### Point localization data

------------------------------

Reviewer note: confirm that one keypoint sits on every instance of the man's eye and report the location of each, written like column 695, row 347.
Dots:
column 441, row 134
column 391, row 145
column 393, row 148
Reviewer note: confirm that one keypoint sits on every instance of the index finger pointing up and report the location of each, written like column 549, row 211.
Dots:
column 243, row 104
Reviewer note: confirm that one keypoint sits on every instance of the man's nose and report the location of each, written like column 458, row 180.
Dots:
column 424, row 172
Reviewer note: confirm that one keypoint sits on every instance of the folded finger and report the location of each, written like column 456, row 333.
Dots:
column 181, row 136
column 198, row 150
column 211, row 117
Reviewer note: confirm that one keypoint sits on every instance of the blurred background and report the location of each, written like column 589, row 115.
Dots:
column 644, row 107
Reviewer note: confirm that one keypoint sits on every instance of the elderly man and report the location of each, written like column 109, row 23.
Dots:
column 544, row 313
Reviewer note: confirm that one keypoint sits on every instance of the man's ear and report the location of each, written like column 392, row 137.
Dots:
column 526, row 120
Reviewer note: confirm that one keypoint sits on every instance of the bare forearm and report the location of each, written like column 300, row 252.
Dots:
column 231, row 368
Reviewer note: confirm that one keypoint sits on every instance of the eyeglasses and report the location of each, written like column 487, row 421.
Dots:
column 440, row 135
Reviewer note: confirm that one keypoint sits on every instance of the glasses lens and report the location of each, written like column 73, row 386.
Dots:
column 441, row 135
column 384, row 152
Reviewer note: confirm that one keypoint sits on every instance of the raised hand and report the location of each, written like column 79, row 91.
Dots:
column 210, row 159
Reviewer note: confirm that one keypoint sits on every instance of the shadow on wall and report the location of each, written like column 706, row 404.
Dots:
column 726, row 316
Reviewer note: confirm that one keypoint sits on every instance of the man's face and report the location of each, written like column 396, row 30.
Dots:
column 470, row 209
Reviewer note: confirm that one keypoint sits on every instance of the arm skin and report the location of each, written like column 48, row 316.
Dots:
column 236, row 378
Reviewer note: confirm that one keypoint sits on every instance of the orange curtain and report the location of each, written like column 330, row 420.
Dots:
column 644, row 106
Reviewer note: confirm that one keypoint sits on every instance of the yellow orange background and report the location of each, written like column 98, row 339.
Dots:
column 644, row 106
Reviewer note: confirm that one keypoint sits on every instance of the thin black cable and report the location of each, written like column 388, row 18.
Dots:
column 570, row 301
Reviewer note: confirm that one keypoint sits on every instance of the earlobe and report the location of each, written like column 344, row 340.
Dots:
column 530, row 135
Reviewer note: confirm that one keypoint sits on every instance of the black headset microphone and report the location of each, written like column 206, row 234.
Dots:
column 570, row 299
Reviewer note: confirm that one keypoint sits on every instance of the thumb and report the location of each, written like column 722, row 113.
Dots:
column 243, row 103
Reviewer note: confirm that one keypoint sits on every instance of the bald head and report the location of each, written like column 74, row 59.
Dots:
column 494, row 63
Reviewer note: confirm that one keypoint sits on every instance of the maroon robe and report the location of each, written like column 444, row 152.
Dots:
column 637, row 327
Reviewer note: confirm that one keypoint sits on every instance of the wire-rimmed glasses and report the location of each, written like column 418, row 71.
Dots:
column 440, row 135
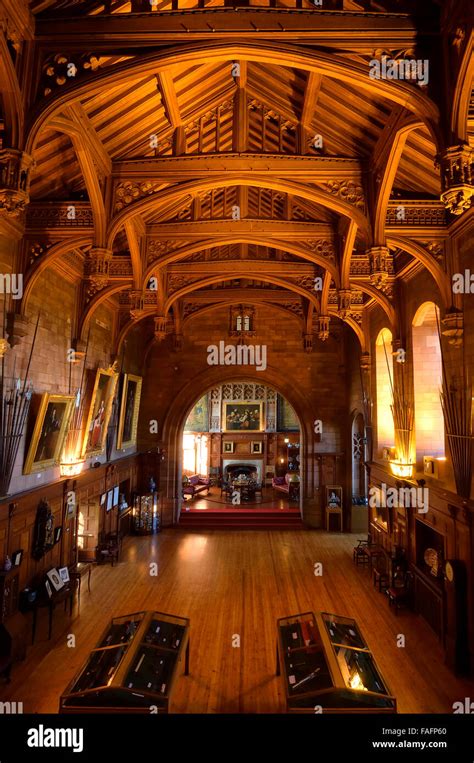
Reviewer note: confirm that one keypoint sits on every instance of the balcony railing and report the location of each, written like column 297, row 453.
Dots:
column 94, row 8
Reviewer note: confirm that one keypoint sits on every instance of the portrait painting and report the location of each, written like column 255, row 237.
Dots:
column 129, row 410
column 50, row 430
column 286, row 416
column 54, row 578
column 242, row 417
column 99, row 412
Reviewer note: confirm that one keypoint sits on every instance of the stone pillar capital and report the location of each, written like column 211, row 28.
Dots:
column 344, row 303
column 323, row 332
column 98, row 266
column 15, row 170
column 378, row 260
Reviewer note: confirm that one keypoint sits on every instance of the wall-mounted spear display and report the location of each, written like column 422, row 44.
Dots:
column 71, row 461
column 15, row 401
column 456, row 401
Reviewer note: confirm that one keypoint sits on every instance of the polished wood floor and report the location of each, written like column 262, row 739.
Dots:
column 238, row 583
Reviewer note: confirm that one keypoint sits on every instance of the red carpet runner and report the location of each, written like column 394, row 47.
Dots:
column 241, row 519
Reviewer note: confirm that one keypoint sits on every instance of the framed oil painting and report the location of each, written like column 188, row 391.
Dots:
column 99, row 412
column 286, row 417
column 51, row 426
column 198, row 419
column 129, row 409
column 242, row 417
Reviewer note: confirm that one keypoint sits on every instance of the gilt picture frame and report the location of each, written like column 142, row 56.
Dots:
column 50, row 430
column 242, row 417
column 100, row 409
column 129, row 410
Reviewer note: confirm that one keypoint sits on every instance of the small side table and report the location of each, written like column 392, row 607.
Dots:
column 337, row 511
column 77, row 572
column 64, row 595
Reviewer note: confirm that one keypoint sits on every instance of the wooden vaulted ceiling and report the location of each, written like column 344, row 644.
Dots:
column 126, row 116
column 137, row 120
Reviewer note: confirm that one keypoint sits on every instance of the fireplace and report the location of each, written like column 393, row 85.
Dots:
column 231, row 469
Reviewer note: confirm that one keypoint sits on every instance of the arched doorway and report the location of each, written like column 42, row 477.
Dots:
column 171, row 441
column 241, row 449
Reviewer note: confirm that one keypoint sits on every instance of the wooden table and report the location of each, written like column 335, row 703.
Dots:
column 245, row 488
column 372, row 551
column 65, row 594
column 77, row 572
column 333, row 511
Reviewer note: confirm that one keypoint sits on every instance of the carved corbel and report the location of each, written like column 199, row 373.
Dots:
column 457, row 174
column 365, row 362
column 378, row 261
column 453, row 327
column 137, row 304
column 17, row 327
column 15, row 170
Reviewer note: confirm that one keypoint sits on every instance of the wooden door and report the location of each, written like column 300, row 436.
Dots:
column 88, row 530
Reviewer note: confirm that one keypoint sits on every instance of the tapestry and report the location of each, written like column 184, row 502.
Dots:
column 286, row 416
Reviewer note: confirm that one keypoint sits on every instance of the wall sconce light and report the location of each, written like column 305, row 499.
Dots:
column 401, row 470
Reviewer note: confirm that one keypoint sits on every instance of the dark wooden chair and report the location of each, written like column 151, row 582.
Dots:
column 358, row 555
column 400, row 595
column 381, row 574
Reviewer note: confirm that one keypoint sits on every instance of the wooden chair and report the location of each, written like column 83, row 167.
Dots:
column 380, row 574
column 400, row 595
column 108, row 549
column 358, row 555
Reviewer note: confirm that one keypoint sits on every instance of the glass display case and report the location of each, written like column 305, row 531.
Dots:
column 146, row 520
column 133, row 668
column 325, row 662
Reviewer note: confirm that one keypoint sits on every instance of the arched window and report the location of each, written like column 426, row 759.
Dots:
column 384, row 380
column 427, row 375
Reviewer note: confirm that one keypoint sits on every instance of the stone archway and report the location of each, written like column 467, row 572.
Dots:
column 173, row 426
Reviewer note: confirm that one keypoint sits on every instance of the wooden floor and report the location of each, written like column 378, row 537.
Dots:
column 238, row 583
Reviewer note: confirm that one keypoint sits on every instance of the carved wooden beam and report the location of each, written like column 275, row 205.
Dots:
column 134, row 230
column 310, row 101
column 79, row 115
column 173, row 112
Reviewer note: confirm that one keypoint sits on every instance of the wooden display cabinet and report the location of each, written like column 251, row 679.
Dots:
column 133, row 668
column 325, row 662
column 146, row 519
column 9, row 592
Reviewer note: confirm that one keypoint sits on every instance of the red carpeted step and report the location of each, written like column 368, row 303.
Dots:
column 241, row 519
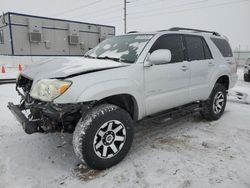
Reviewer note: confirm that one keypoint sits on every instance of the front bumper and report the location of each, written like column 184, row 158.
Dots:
column 29, row 126
column 49, row 117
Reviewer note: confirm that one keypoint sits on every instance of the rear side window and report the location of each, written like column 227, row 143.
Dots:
column 223, row 46
column 197, row 48
column 173, row 43
column 1, row 37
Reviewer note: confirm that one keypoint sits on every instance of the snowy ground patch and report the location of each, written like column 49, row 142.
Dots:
column 189, row 152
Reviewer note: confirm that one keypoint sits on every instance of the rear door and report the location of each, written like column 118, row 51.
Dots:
column 202, row 66
column 166, row 85
column 226, row 52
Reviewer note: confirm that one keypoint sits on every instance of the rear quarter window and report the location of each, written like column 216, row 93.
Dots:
column 223, row 47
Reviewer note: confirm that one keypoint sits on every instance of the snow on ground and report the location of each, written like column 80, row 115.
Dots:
column 189, row 152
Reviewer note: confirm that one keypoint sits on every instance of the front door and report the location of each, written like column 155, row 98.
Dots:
column 167, row 85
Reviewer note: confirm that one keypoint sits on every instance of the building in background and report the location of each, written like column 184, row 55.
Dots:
column 26, row 35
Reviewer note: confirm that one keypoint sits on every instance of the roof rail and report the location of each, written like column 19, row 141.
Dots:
column 133, row 32
column 195, row 30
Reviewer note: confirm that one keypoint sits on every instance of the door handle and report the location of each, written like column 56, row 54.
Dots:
column 184, row 67
column 230, row 62
column 211, row 64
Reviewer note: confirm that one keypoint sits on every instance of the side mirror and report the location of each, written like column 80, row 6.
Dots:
column 158, row 57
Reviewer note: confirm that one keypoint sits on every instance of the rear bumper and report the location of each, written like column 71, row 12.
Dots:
column 29, row 126
column 247, row 69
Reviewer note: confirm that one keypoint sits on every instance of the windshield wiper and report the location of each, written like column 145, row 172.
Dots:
column 115, row 59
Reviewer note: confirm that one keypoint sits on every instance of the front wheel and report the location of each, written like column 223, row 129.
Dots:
column 214, row 107
column 247, row 77
column 104, row 136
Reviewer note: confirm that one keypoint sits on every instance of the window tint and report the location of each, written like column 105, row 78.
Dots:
column 207, row 52
column 172, row 43
column 223, row 46
column 1, row 37
column 195, row 48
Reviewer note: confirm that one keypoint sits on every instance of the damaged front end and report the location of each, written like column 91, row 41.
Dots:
column 38, row 116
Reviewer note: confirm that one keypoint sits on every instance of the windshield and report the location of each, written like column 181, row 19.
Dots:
column 125, row 48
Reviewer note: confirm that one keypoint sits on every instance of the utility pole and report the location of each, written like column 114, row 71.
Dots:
column 125, row 16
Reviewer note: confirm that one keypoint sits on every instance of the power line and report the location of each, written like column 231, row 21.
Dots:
column 197, row 8
column 174, row 6
column 185, row 10
column 78, row 8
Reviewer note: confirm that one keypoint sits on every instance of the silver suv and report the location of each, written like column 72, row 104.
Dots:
column 125, row 79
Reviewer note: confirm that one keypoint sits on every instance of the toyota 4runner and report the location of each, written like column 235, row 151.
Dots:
column 124, row 79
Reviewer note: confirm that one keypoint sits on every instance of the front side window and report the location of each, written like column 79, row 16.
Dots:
column 1, row 37
column 197, row 48
column 173, row 43
column 126, row 48
column 223, row 47
column 194, row 48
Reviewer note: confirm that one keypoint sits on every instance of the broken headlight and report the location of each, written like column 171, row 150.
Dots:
column 49, row 89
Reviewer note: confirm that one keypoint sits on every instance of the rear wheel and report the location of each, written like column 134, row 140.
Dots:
column 247, row 77
column 104, row 136
column 214, row 107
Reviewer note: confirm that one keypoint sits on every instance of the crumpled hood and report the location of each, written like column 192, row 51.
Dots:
column 60, row 67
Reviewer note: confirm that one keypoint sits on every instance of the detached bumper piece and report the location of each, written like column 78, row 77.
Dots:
column 29, row 126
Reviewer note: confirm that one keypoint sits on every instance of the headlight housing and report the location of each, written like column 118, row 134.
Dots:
column 49, row 89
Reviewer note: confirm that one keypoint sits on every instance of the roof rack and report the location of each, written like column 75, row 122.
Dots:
column 132, row 32
column 195, row 30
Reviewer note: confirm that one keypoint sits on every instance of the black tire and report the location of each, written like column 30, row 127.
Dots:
column 210, row 109
column 247, row 77
column 89, row 129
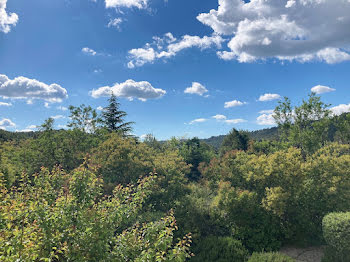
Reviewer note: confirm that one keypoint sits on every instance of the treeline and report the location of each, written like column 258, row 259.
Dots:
column 96, row 193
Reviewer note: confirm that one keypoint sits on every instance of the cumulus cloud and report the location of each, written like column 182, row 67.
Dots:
column 168, row 46
column 269, row 97
column 268, row 111
column 140, row 4
column 219, row 117
column 294, row 30
column 321, row 89
column 6, row 19
column 234, row 103
column 5, row 104
column 130, row 89
column 198, row 120
column 340, row 109
column 58, row 117
column 235, row 121
column 32, row 127
column 88, row 51
column 30, row 89
column 62, row 108
column 115, row 23
column 197, row 89
column 6, row 123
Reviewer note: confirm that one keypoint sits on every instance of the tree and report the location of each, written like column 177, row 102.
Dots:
column 113, row 118
column 306, row 126
column 235, row 140
column 84, row 118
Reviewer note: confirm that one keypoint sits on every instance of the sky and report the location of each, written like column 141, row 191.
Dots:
column 180, row 68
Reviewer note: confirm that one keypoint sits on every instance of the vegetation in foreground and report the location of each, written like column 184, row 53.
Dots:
column 96, row 193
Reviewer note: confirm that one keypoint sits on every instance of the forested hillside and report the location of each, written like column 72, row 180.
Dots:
column 96, row 193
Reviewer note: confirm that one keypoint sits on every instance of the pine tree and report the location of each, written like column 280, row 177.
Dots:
column 113, row 118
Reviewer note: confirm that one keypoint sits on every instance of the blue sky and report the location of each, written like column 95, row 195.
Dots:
column 179, row 67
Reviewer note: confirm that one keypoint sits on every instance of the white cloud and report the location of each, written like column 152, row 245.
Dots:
column 219, row 117
column 197, row 89
column 63, row 108
column 88, row 51
column 6, row 123
column 235, row 121
column 266, row 119
column 58, row 117
column 6, row 19
column 168, row 46
column 30, row 89
column 321, row 89
column 140, row 4
column 143, row 137
column 299, row 30
column 130, row 89
column 5, row 104
column 234, row 103
column 269, row 97
column 98, row 71
column 340, row 109
column 198, row 120
column 269, row 111
column 116, row 22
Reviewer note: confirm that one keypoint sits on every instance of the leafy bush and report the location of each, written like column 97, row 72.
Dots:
column 247, row 219
column 220, row 249
column 55, row 216
column 336, row 231
column 270, row 257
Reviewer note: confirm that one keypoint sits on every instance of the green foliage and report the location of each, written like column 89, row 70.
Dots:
column 122, row 160
column 336, row 231
column 113, row 118
column 220, row 249
column 194, row 153
column 83, row 118
column 305, row 126
column 248, row 221
column 270, row 257
column 60, row 217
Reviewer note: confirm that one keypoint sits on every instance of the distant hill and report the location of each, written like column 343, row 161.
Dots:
column 263, row 134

------------------------------

### ACTION ITEM
Repeat exactly the lines of the data from the first one through the line with "549, row 211.", both of them included.

### OUTPUT
Reviewer note: confirm that one keypoint sits on every instance of the man's eye and report the location of each, written like column 695, row 347.
Dots:
column 441, row 134
column 391, row 145
column 393, row 148
Reviewer note: confirm that one keypoint sits on every instance of the index finger pointing up and report the location of each, written like column 549, row 211.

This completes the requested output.